Data entries =>
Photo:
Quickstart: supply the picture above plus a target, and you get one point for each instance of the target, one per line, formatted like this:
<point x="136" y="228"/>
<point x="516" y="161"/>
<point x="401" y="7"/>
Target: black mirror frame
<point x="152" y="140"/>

What to produce =>
Can you transcribe every line of the listing above verbatim?

Exercise response =>
Photo:
Quickstart: supply the picture above plus a target, and you get one point for each instance of the target, one per line, formatted like this:
<point x="136" y="228"/>
<point x="516" y="161"/>
<point x="401" y="7"/>
Target: black mirror frame
<point x="152" y="140"/>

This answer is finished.